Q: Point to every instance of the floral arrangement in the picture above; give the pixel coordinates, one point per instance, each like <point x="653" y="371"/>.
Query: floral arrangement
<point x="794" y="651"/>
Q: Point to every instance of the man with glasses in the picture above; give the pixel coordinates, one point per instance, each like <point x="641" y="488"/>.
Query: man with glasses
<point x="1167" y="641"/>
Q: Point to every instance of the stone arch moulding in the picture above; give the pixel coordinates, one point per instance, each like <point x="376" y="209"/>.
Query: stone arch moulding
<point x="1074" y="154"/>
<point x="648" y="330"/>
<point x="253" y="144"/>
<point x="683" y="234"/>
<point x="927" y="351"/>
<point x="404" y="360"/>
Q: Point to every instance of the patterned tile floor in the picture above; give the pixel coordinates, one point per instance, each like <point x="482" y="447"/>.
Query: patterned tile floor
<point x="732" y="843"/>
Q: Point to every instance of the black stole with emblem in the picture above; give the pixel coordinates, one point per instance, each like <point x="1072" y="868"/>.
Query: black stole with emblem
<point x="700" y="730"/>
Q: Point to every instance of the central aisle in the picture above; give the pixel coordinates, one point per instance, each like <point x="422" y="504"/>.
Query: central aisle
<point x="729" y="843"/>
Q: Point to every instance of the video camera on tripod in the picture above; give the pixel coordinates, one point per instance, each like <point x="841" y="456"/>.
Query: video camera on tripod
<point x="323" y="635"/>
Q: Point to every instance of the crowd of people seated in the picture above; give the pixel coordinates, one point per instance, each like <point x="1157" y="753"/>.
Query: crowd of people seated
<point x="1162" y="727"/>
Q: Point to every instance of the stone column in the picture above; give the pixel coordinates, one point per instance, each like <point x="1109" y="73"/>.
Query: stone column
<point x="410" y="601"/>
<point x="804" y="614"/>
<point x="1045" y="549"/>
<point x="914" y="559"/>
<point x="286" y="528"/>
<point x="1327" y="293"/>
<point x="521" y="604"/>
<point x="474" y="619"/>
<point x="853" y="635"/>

----------------

EXERCISE REQUIREMENTS: Write the complete data out, exactly as above.

COMPLETE OUTPUT:
Q: Point to every instance of the floral arrangement in the picture above; give the pixel coordinates, one point per instance, each like <point x="653" y="371"/>.
Query: floral arrangement
<point x="794" y="651"/>
Q: Point to every instance of the man with glasses in the picture above; give the pixel coordinates, one point per instance, each like <point x="641" y="488"/>.
Query: man with glasses
<point x="1167" y="641"/>
Q: Point to every instance of the stone arch moulding in the picture above; give the pixel coordinates, one point per instance, each like <point x="376" y="209"/>.
Query: stone arch moulding
<point x="1074" y="154"/>
<point x="648" y="330"/>
<point x="253" y="144"/>
<point x="683" y="234"/>
<point x="927" y="351"/>
<point x="404" y="360"/>
Q: Point to every instance of the patterned tile floor in the picture above; give the pixel coordinates, one point per instance, each like <point x="482" y="447"/>.
Query: patterned tile floor
<point x="732" y="843"/>
Q: Point to every instance of the black stole with emblem in the picture above; give the pixel coordinates, one point per instance, each like <point x="1072" y="868"/>.
Query: black stole with emblem
<point x="700" y="730"/>
Q: Point to every instance of the central aisle in the picture above; give the pixel coordinates, one point per instance, each like <point x="422" y="504"/>.
Query: central aisle
<point x="729" y="843"/>
Q: Point to every instance of the video camera on tripod in the picture above; give the pixel coordinates, one point per instance, each like <point x="841" y="456"/>.
Query: video camera on tripod
<point x="323" y="635"/>
Q: Point to every instance of the crowd of people seated in the picture above; give the pixel coordinates, one point per instance, each like <point x="1157" y="753"/>.
Query: crowd of people seated
<point x="1162" y="727"/>
Q: Point to every instance of the stone column in the picture above; give the pixel coordinates, one point per instance, each like <point x="1109" y="73"/>.
Query: stone column
<point x="410" y="601"/>
<point x="804" y="614"/>
<point x="1045" y="549"/>
<point x="914" y="559"/>
<point x="286" y="528"/>
<point x="1327" y="293"/>
<point x="521" y="604"/>
<point x="474" y="619"/>
<point x="853" y="635"/>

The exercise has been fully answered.